■ WHAT YOU HAVE TO DO:
Copy whichever lines of the data hold the word "door".

Referring expression data
◆ ◆ ◆ ◆

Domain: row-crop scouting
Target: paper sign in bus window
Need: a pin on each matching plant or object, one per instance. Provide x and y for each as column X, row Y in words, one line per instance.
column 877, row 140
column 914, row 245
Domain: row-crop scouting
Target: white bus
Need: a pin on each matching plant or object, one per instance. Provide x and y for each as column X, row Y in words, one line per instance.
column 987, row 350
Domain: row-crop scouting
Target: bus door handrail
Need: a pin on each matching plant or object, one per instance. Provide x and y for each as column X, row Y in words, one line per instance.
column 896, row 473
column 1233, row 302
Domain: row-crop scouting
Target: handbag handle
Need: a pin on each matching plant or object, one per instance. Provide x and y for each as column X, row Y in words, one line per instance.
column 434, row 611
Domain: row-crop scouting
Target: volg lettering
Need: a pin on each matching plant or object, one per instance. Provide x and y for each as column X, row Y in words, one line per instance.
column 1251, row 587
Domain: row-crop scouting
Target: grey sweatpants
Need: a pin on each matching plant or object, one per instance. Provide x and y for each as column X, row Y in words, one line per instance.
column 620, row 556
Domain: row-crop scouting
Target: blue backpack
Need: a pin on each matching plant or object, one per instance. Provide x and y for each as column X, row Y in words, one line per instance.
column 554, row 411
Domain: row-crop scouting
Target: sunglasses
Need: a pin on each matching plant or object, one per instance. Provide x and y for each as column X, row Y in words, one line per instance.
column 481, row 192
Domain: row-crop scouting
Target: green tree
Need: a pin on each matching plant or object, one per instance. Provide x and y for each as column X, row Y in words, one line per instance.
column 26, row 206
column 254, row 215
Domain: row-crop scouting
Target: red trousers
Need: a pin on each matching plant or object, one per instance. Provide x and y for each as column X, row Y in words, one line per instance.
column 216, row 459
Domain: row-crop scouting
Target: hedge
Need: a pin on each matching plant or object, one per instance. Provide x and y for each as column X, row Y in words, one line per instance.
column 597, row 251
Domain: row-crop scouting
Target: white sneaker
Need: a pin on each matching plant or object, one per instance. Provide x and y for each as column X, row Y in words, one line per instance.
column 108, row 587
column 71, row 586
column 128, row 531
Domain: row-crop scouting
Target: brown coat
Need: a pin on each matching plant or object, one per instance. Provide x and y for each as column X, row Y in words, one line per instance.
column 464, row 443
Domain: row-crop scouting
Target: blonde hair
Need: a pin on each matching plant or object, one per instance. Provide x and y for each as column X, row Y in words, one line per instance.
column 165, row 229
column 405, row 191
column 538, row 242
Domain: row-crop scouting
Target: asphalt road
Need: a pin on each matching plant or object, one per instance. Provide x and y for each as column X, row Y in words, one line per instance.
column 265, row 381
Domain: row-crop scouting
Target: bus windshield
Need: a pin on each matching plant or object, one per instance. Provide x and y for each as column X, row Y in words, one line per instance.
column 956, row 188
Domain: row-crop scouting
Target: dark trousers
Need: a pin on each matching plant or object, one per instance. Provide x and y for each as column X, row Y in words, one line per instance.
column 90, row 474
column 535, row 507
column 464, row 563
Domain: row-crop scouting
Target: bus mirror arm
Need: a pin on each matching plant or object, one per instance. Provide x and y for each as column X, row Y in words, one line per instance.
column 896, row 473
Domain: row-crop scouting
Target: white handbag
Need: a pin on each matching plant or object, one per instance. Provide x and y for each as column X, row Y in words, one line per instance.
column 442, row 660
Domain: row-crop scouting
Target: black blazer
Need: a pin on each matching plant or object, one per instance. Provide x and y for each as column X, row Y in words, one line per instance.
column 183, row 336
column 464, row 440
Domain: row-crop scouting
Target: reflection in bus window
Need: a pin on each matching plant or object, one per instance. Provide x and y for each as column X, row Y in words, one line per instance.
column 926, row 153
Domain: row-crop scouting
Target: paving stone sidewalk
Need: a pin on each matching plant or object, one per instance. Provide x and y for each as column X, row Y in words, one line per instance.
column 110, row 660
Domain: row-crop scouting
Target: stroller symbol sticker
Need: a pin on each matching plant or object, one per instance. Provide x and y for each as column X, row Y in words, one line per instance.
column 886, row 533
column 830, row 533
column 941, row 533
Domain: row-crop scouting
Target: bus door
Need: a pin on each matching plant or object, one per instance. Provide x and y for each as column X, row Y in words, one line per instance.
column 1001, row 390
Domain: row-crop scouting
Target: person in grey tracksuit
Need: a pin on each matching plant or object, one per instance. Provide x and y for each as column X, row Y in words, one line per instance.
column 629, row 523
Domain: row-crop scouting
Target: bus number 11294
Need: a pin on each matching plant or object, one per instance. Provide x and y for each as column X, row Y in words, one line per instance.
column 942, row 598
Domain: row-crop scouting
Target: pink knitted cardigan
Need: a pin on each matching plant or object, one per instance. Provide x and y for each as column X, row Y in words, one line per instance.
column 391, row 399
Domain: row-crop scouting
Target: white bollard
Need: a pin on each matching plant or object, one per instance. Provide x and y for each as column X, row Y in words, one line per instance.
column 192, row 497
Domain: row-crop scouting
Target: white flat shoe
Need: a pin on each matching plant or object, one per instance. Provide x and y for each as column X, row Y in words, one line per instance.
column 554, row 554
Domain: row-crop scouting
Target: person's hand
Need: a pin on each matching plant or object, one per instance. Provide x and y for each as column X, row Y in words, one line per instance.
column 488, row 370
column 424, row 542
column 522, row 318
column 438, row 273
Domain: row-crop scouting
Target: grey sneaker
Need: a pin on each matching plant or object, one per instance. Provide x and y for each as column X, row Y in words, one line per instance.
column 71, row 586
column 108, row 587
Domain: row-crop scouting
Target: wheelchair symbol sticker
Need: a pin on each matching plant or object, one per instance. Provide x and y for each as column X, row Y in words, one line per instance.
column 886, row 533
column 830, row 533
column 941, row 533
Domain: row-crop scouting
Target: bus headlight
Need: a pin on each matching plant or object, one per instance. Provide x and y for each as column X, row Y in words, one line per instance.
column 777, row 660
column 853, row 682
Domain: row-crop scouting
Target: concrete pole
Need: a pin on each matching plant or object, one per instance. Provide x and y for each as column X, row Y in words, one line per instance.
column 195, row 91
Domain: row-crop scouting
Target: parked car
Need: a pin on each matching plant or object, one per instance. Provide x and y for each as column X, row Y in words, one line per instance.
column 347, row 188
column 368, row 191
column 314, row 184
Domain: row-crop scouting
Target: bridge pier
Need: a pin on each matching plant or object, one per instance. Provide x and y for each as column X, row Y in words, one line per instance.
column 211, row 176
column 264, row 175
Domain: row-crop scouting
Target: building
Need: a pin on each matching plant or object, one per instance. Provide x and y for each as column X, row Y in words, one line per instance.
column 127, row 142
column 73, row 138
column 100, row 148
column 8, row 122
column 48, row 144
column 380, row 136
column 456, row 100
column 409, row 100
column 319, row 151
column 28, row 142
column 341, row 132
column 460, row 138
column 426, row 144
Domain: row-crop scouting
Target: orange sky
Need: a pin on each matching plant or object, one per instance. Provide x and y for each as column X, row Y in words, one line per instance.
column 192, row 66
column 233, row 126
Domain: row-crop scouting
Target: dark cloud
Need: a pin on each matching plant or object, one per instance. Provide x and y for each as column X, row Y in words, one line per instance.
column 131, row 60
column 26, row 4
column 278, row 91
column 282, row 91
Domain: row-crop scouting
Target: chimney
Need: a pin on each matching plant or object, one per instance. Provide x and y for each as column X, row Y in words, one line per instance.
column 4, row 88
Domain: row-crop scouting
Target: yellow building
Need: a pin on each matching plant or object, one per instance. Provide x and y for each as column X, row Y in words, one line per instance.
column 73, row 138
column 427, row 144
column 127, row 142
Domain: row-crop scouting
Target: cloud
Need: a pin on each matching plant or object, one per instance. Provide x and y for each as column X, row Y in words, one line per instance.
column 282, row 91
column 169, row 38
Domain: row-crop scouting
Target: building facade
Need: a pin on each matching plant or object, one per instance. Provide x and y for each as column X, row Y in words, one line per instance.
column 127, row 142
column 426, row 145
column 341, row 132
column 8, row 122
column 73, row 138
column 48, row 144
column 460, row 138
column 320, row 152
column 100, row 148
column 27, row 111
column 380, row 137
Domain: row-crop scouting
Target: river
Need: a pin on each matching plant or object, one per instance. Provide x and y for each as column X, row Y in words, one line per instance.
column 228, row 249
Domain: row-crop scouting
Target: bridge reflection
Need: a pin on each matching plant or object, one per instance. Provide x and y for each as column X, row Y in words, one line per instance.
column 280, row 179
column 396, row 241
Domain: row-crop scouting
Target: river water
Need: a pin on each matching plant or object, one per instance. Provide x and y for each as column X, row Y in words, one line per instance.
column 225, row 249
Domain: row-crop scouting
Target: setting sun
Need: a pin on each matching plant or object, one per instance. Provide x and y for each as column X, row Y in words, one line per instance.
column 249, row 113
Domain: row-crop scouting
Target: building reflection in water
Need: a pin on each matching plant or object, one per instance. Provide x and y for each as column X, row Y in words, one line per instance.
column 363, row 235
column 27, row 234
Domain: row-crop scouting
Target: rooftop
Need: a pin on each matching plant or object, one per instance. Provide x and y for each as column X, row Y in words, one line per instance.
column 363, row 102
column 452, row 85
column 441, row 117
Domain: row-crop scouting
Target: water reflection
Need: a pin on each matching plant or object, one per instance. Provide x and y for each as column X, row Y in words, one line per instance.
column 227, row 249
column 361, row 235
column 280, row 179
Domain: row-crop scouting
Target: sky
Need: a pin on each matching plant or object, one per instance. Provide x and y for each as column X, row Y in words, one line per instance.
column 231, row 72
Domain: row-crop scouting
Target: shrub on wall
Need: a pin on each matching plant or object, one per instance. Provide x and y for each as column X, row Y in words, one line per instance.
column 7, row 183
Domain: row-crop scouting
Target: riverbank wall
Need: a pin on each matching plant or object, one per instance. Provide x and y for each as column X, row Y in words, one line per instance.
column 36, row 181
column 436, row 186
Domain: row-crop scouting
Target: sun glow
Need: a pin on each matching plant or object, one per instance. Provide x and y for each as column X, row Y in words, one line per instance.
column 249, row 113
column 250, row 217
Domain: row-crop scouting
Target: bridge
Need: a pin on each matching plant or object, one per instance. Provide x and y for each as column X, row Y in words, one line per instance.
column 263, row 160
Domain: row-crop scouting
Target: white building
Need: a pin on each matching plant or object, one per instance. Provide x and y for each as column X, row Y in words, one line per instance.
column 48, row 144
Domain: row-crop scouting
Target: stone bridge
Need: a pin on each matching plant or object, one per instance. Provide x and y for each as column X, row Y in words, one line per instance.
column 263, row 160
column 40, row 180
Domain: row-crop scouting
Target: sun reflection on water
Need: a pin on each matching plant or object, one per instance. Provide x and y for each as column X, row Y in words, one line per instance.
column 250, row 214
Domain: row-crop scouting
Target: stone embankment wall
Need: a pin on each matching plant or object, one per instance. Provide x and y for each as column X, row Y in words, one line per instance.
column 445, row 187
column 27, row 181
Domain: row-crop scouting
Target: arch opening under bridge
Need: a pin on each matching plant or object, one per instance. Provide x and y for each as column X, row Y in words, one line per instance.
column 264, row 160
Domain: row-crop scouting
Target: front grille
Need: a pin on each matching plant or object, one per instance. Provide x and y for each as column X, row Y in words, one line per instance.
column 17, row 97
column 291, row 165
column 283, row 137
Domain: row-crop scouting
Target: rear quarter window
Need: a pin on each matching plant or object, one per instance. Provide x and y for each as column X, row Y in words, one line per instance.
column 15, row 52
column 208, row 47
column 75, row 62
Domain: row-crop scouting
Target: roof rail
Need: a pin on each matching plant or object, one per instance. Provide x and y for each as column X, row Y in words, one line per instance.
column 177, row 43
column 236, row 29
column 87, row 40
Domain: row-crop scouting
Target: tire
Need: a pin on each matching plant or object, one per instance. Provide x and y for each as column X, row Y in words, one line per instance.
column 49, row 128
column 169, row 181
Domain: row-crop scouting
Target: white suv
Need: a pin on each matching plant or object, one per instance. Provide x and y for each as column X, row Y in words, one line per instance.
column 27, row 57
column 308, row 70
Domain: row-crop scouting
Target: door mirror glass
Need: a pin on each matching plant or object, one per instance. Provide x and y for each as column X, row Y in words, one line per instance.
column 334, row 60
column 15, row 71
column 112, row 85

◆ ◆ ◆ ◆

■ FINAL ANSWER:
Target: bus door handrail
Target: bus door
Target: door mirror glass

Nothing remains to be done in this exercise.